■ Your objective
Swap "positive clicks" for "foreground clicks" in the material from the line with "Segment the target of" up to and including the line with "291L2 284V449L69 457L313", leaving everything else unchanged. Return only those lines.

■ Dataset
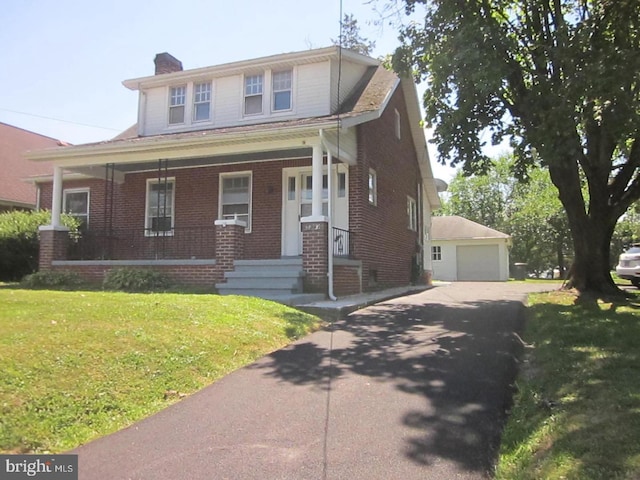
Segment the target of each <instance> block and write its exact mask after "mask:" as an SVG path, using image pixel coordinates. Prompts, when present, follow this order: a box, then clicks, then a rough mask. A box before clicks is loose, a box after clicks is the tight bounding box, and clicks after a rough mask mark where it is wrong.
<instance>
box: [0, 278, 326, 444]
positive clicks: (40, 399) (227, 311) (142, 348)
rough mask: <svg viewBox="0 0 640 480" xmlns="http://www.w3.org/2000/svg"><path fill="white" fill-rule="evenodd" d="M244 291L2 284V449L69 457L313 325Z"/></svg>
* * *
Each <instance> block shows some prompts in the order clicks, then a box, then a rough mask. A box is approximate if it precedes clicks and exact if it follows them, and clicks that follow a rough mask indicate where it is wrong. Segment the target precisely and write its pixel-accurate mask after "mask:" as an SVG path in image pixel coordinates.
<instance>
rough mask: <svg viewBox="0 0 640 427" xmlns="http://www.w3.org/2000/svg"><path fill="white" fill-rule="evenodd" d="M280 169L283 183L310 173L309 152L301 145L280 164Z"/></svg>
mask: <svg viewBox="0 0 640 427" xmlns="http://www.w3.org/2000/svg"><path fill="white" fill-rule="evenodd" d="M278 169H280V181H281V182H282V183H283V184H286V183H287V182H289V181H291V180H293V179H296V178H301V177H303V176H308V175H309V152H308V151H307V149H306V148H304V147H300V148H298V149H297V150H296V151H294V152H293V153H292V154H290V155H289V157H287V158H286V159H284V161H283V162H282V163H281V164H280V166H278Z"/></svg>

■ Reply to the exercise
Segment the target of each <instance> block and write its exact mask after "mask:" as an SVG path, using image pixel coordinates. Prompts, when present, follow this order: a box, then clicks, then a rough mask. A box before clicks is loose, a box after clicks is the tight bounding box, and clicks after a rough mask mark where it is wrong.
<instance>
box: [0, 278, 326, 444]
foreground clicks: (40, 399) (227, 311) (142, 348)
rough mask: <svg viewBox="0 0 640 480" xmlns="http://www.w3.org/2000/svg"><path fill="white" fill-rule="evenodd" d="M244 291L2 284V449L69 457L313 325Z"/></svg>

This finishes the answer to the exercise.